:: Quoted passage ::

Thursday, December 1, 2011

Three Blind Mullahs, See How Tehran: Occupy UK Embassy

Things are heating up in Iran. The Mullahs have instructed their charges, the irritable Iranian students, to trash the UK Embassy in Tehran. They charged in and broke a few things, burning a car or two, but interestingly missing was the hostage taking we saw all those years ago when these rebel's grand dads seized the American Embassy hostages and made President Jimmy Carter twist and turn for 444 days until President-elect Ronald Reagan's greetings to the mad Mullahs caused such a panic in Tehran, the plane containing the American hostages could not leave the tarmac too soon on inaugural day, 1981.

Perhaps Margaret Thatcher can share with David Cameron Reagan's words which were so effectively used to free the American hostages, as I believe President Reagan would have shared them with her. Then PM Cameron can put these words in his play book to pull out and dust off and use at the appropriate time.

Probably the best policy is to wait, but pull all your diplomats out of Iran before the war. It seems to be coming soon to an Imman near them. Loud explosions have rocked weapons depots in Iran and the shooting hasn't even officially started.

I believe things will light up in Iran on the next new moon. Darkness is our friend.

Iran has pissed us off before, backing the marine barracks bomber in Lebanon, developing IED's in Iraq, and helping the insurgents in Iraq. Now they want to light off a nuc over our mainland, causing all our electronic gizmos to fry and become useless.

:::
:: Information shown ::

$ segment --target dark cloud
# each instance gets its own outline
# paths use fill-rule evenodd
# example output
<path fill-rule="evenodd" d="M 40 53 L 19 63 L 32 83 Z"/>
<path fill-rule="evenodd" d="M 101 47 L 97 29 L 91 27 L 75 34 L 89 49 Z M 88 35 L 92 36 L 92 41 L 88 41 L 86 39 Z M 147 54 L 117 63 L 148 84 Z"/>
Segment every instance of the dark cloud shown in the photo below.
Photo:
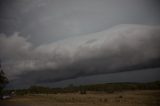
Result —
<path fill-rule="evenodd" d="M 160 67 L 160 28 L 119 25 L 34 47 L 18 33 L 0 36 L 0 58 L 17 83 L 38 84 Z"/>

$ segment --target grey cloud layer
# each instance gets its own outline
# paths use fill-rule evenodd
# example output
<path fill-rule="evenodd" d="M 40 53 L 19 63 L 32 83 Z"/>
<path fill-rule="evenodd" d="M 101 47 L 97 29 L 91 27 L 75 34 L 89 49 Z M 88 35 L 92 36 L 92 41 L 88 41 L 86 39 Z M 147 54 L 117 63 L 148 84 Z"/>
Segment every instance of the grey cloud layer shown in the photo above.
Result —
<path fill-rule="evenodd" d="M 159 42 L 160 27 L 141 25 L 119 25 L 38 47 L 19 33 L 1 34 L 0 58 L 9 78 L 17 83 L 56 82 L 159 67 Z"/>

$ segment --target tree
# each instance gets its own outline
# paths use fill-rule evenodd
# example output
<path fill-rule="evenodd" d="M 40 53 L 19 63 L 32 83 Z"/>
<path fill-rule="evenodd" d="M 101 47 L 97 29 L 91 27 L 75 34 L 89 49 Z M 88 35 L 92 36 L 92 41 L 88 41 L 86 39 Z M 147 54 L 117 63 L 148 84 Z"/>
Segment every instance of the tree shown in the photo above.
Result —
<path fill-rule="evenodd" d="M 8 83 L 8 79 L 5 76 L 5 73 L 2 69 L 1 62 L 0 62 L 0 93 L 2 93 L 2 90 L 7 83 Z"/>

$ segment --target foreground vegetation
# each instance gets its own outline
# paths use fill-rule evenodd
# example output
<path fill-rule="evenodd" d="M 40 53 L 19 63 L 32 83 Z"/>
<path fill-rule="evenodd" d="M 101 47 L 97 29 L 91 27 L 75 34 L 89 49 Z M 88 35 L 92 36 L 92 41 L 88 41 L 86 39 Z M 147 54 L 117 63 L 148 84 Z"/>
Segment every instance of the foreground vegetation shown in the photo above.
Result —
<path fill-rule="evenodd" d="M 31 86 L 28 89 L 13 90 L 18 95 L 26 94 L 57 94 L 57 93 L 81 93 L 86 94 L 88 91 L 114 93 L 131 90 L 160 90 L 160 81 L 151 83 L 105 83 L 94 85 L 74 86 L 69 85 L 64 88 L 48 88 L 42 86 Z M 12 91 L 12 90 L 11 90 Z M 7 92 L 11 92 L 10 90 Z"/>
<path fill-rule="evenodd" d="M 114 93 L 27 94 L 0 101 L 0 106 L 160 106 L 160 90 Z"/>

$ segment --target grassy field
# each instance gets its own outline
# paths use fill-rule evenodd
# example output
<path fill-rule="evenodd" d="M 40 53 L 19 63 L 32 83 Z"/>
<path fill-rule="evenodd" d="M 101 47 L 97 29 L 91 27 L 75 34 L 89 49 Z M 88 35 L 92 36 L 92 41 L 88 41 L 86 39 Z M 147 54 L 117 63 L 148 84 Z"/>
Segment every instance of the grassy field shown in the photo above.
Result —
<path fill-rule="evenodd" d="M 34 94 L 0 101 L 0 106 L 160 106 L 160 90 L 114 93 Z"/>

:::

# [Exercise directions]
Name each person the blog post about the occupation of the UK Embassy in Tehran mentions by name.

# [Solved exercise]
Jimmy Carter, Ronald Reagan, Margaret Thatcher, David Cameron